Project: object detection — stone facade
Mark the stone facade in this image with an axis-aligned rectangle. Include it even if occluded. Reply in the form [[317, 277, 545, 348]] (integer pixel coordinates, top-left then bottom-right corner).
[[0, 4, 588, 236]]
---
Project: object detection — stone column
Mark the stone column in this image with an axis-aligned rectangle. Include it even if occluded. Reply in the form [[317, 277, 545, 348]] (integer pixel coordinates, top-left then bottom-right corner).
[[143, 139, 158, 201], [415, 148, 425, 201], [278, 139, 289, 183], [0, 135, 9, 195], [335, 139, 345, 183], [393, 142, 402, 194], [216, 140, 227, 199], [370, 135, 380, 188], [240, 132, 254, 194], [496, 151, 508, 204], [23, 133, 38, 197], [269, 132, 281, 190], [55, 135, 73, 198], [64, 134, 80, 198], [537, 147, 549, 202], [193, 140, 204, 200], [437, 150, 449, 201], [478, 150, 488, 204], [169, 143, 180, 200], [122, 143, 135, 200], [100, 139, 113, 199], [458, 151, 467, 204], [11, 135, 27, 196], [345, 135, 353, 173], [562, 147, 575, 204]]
--
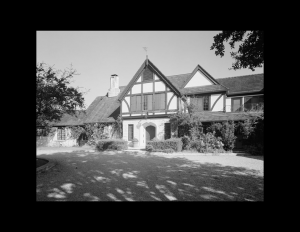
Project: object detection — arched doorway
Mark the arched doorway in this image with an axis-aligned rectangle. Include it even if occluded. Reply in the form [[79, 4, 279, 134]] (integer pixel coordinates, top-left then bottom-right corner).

Given problem —
Rewrite the data from the line containing "Project: object detection — stone column" through the line containing "147, 575, 204]]", increasing every bounding-box coordinate in the answers by 42. Leave the request wording and its sample reply format unchanged.

Worked solution —
Project: object detection — stone column
Mark the stone column in this image with an axis-aligned rectangle. Include it even if occluded. Reply in the form [[317, 277, 545, 348]] (integer pixel coordinates, top-left then bottom-right corner).
[[185, 181, 200, 243], [457, 190, 467, 243], [320, 181, 331, 225], [42, 177, 51, 237], [377, 181, 387, 225], [435, 184, 444, 236], [258, 182, 269, 241], [412, 177, 422, 230], [282, 174, 296, 236], [538, 193, 550, 246], [65, 175, 80, 239], [311, 174, 323, 232], [97, 177, 115, 240], [106, 176, 122, 240], [579, 189, 591, 244], [235, 182, 246, 242], [479, 192, 491, 243], [520, 192, 530, 246], [211, 185, 222, 242], [164, 185, 177, 242], [142, 181, 155, 241], [500, 193, 509, 246], [53, 177, 69, 238], [387, 177, 395, 215], [604, 189, 617, 246]]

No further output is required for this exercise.